Each line below should be quoted exactly, please.
=== Section Start ===
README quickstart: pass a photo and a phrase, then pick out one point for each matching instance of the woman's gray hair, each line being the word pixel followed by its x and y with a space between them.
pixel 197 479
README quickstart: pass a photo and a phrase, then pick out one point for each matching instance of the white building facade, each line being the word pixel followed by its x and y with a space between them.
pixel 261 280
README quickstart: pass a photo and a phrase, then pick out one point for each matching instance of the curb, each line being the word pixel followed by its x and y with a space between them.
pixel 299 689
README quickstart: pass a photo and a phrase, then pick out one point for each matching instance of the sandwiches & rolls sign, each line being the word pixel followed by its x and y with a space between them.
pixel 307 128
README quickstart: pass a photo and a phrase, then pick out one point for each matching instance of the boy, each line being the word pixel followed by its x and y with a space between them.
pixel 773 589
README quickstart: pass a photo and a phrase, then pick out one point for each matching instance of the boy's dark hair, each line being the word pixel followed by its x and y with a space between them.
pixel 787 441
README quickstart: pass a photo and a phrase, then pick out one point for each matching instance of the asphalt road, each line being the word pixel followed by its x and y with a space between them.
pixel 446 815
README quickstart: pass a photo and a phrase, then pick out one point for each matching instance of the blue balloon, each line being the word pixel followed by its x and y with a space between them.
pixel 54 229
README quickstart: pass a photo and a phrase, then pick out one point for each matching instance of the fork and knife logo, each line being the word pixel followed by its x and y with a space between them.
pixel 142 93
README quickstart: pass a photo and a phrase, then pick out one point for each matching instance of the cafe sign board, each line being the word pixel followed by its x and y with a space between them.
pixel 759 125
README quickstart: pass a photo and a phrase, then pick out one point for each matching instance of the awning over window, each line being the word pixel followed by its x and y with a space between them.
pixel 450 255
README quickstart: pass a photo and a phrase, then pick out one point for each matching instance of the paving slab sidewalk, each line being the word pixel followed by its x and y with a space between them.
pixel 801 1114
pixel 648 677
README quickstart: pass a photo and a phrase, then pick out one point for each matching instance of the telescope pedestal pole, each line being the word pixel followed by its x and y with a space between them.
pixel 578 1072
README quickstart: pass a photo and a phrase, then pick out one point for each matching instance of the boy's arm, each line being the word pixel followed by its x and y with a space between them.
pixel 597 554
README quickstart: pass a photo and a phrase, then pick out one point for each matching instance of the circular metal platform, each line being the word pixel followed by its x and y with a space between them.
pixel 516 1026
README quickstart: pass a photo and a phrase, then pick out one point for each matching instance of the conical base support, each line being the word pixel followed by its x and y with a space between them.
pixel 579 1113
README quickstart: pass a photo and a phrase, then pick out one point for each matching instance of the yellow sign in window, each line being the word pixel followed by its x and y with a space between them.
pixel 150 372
=== Section End ===
- [Result]
README quickstart: pass a photo and a phrase, then pick out one point for each matching instance of the woman's gray hair, each line being the word pixel followed by its x and y with a space between them.
pixel 197 479
README quickstart: pass a photo and a phrase, then pick out one point for each matching instance of the white building facade, each line being the word pixel followed by its x and y with a space between them.
pixel 261 280
README quickstart: pass a photo and a phrase, then pick out one point for each matching instance of the curb, each line being the word pixel followed by its x and y with a space between them.
pixel 299 689
README quickstart: pass a photo and a phrase, then pick out one point for each matching instance of the sandwiches & rolls sign, each line being the word pixel followed by its x and y with a space between them.
pixel 307 128
README quickstart: pass a photo and a phrase, then pick out one point for each matching instance of the boy, each line being the word pixel followed by its x and y with a space between them.
pixel 773 589
README quickstart: pass a photo and a phrase, then pick out one point for each matching instance of the boy's dark hair, each line being the word pixel followed by its x and y with a space between them.
pixel 787 441
README quickstart: pass a photo and a phrase, then pick out one point for each matching instance of the asphalt road, each line being the word pixel followed by its x and y with a space between them.
pixel 446 815
README quickstart: pass a photo and a phrase, then pick out one point for each matching instance of the blue balloon, each line being the word pixel followed by its x and y with a space between them.
pixel 54 229
README quickstart: pass a photo and a phrase, then pick out one point for each matching instance of the fork and knife logo, each line being the word pixel followed by its x and y with a space between them.
pixel 142 93
README quickstart: pass a photo and a phrase, then pick out one point for each matching instance of the cafe sign board, each line being the word pixel followed by its x and y with a space between them.
pixel 759 125
README quickstart: pass a photo and a phrase, then pick out one point for each matching instance of the awning over window, each line being the word pixel followed by its x and y with a space between them.
pixel 450 255
README quickstart: pass a photo and a phrase, then pick out one point for each matching instance of the paving slab sidewalk, each line being the word pixel followed by its x and y with a space between them.
pixel 801 1114
pixel 648 677
README quickstart: pass a photo and a phrase, then pick out one point for each matching instance of the telescope pedestal pole, each line being the word pixel followed by its x and y with a space between them.
pixel 578 1072
README quickstart: pass a photo and a phrase, then pick out one point for each matching instance of the boy's arm, each line being the word pixel followed by its x and y with a space between them.
pixel 597 554
README quickstart: pass a photo and a phrase, then pick out one point for each matching instance of the circular metal platform, each line being the word pixel followed by its x and y with a space between them.
pixel 516 1026
README quickstart: pass a photo and a phrase, then pick out one point for each matching instance of the conical base support, each line being the word pixel followed by its x and y with a space between them.
pixel 579 1113
README quickstart: pass a photo and a phrase, then pick out one point for each matching instance of the yellow sign in window, each line being the word pixel followed by its x and y with a space between them.
pixel 150 372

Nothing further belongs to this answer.